• ABOUT THIS TASK:
Your task is to output all the records below, word for word.

• Stored records:
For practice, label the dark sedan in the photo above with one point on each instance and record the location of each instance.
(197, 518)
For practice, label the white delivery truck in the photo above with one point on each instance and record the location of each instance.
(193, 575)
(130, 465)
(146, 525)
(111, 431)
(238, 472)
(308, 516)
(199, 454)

• RESPONSE:
For practice, label the dark sedan in the photo above with one point on each instance and record the location of each instance.
(197, 518)
For practice, label the white delivery truck in the photo above with one point on each instance and record the location of each instance.
(193, 575)
(130, 465)
(146, 525)
(111, 431)
(238, 472)
(308, 516)
(199, 454)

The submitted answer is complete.